Brief » Continue the dated list of historical events, picking up after its final entry on German unification.

In 1981, Marine Corps Major Oliver North was assigned to the National Secrity Council.

In 1983, President Reagan apologized in person to a professional women’s group for a canceled White House tour, but the gesture apparently backfired. The audience reacted stonily as Reagan said, “If it wasn’t for women, us men would still be walking around in skin suits carrying clubs.”

In 1985, Mail service returned to Paradise Lake, FL — a nudist colony. Residents promised that they’d wear clothes or stay the heck out of sight when the mailperson came to deliver.

In 1987, The Iran-Contra congressional hearings ended, with none of the 29 witnesses tying President Reagan directly to the diversion of arms-sales profits to Nicaraguan rebels.

In 1988, the Soviet Union released Mathias Rust (muh-TEE’-uhs rust), the young West German pilot who had landed a light plane in Moscow’s Red Square in May 1987.

In 1989, Ali Akbar Hashemi Rafsanjani was sworn in as Iranian President.

In 1990, The prime ministers of East and West Germany agreed to move up unification to early fall and rescheduled all-German elections from December 2 to October 14.

Recorded data »
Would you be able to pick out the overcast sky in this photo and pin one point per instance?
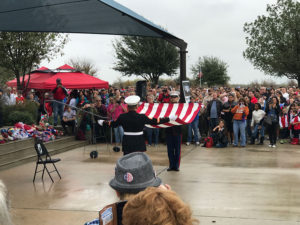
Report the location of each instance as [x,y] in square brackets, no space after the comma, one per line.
[210,27]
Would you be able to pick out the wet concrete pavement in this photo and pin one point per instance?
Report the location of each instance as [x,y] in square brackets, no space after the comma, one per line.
[230,186]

Result of this task »
In 1991, Japanese Finance Minister Ryutaro Hashimoto publicly apologized, but refused to resign, for involvement in loans worth $10 million to three friends.

In 1993, Daniel and Cara Schmidt, the biological parents of Jessica, were given custody of the 2 1/2 year old by the U.S. Supreme Court and flew her to their home in Cedar Rapids, IA. The only people she had ever known were her adopted parents, Roberta and Jan DeBoer of Ann Arbor, MI.

In 1993, The Senate voted 96-to-three to confirm Supreme Court nominee Ruth Bader Ginsburg.

In 1994, Arkansas carried out the nation’s first triple execution in 32 years.

In 1994, Stephen G. Breyer was sworn in as the Supreme Court’s newest justice in a private ceremony at Chief Justice William H. Rehnquist’s Vermont summer home.

In 1997, Iran’s new president, moderate Muslim cleric Mohammad Khatami (HAHT’-ah-mee), took office with a message of peace to the world but said his country opposes the “high-handedness of certain big countries,” a reference to the United States.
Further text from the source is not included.